* Task input:
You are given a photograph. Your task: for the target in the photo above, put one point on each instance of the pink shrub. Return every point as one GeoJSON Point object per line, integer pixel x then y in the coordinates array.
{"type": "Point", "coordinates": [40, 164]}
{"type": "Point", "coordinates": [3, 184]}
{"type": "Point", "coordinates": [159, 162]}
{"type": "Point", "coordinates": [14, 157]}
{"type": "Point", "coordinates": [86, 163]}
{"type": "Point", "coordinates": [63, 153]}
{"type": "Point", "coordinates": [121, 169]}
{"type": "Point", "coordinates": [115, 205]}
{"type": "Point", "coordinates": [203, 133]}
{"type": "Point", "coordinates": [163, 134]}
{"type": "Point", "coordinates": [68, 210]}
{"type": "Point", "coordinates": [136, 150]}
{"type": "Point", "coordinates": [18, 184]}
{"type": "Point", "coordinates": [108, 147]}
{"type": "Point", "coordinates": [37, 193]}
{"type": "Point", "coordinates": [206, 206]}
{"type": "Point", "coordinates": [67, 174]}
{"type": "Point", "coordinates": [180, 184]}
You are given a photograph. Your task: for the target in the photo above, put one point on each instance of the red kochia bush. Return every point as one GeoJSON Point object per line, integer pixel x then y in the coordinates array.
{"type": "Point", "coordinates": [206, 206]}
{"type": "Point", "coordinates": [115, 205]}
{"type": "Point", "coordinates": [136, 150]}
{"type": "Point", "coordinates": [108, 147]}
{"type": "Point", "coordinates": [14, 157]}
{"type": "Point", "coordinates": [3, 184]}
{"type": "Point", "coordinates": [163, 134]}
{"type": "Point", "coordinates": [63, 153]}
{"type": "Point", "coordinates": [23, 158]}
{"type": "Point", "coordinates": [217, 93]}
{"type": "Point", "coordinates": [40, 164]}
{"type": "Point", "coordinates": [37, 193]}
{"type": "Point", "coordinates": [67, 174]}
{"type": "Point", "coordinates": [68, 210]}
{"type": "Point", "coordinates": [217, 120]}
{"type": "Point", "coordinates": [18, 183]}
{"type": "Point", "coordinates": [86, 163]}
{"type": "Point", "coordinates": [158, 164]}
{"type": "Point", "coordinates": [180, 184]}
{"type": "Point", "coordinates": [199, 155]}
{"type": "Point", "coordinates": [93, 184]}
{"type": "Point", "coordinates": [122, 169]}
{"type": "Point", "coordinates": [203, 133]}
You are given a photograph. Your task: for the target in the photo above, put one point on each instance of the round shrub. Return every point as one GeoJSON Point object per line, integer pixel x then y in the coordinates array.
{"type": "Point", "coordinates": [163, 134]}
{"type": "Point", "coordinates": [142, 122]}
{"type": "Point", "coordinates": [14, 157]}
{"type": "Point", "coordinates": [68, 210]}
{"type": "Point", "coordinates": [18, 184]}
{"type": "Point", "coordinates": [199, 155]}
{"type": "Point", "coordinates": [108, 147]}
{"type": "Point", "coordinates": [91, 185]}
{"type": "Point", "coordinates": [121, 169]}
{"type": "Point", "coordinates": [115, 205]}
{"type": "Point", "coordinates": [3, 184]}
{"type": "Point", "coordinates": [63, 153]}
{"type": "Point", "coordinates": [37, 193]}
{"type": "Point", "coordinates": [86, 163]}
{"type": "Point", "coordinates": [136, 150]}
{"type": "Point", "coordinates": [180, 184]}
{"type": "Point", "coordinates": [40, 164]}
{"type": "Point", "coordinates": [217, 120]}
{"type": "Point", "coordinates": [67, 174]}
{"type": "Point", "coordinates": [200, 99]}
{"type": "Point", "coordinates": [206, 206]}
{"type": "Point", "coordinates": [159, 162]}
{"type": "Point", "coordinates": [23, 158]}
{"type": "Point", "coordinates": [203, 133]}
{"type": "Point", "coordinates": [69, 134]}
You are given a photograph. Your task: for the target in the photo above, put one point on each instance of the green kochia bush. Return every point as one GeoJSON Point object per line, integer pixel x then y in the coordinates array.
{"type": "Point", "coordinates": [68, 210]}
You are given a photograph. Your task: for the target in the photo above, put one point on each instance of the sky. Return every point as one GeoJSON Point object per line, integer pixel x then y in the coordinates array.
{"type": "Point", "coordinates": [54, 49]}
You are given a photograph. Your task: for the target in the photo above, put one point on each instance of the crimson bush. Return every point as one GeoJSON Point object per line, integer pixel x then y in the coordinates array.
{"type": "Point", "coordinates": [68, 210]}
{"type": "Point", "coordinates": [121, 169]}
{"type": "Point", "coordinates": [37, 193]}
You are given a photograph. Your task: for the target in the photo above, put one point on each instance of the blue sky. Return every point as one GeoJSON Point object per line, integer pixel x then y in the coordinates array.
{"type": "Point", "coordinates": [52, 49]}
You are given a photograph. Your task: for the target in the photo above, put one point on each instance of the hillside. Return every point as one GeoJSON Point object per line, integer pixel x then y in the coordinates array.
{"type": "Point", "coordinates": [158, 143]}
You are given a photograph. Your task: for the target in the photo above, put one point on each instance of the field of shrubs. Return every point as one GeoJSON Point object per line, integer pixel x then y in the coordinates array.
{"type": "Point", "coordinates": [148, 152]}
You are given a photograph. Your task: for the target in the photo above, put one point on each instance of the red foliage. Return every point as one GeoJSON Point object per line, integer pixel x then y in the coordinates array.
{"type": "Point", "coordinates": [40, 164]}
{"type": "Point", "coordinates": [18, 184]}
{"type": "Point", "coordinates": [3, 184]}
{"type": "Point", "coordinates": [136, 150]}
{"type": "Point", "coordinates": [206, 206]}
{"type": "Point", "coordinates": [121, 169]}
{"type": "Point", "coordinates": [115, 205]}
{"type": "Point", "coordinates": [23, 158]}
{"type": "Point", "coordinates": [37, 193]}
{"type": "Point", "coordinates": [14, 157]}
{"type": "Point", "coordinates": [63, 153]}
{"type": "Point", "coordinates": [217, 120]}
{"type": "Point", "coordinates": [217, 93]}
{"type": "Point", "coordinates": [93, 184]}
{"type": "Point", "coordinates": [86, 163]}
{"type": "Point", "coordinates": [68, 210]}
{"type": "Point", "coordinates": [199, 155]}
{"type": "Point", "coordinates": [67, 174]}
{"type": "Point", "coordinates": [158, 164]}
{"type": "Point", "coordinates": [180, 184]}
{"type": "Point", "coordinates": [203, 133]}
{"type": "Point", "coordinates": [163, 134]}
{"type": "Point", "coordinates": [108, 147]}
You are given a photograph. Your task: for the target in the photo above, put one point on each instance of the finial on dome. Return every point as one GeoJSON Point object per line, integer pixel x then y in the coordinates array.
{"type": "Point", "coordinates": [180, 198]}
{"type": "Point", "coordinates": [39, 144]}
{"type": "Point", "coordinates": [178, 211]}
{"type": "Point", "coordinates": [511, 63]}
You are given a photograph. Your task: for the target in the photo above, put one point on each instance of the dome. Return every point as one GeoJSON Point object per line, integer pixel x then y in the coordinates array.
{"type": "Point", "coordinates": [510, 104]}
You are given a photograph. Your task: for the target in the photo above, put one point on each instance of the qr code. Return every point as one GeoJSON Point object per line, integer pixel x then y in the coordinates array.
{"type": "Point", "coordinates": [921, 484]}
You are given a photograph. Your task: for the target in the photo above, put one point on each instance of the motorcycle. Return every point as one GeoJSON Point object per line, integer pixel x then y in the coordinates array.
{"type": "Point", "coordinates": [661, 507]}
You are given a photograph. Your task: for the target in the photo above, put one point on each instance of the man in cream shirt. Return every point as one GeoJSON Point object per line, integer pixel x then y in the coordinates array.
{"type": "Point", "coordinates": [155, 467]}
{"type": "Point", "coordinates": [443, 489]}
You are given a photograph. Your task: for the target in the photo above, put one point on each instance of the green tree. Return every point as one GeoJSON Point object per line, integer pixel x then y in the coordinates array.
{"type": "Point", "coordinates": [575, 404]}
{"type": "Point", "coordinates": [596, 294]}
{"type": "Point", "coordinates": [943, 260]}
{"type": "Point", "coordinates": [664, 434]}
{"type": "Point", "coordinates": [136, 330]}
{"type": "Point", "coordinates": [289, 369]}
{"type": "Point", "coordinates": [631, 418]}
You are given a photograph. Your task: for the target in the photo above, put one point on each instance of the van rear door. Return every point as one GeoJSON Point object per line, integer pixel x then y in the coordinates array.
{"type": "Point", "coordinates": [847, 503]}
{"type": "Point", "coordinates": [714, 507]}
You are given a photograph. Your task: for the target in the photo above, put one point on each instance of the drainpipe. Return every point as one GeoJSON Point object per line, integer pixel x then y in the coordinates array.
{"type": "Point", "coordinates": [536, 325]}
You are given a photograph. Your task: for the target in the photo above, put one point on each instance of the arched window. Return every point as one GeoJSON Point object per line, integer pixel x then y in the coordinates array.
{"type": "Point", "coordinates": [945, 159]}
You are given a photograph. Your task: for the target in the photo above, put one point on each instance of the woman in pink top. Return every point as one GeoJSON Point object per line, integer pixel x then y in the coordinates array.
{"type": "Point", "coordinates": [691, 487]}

* Assignment:
Quote, without alteration, the final stretch of the entries: the line with "of the woman" onward to the last line.

* Solution below:
You are given a photograph. Your task: for the target in the photo above, put one point on each instance of the woman in pink top. Return every point as one GeoJSON Point object per line, integer pixel x then y in the coordinates array.
{"type": "Point", "coordinates": [691, 487]}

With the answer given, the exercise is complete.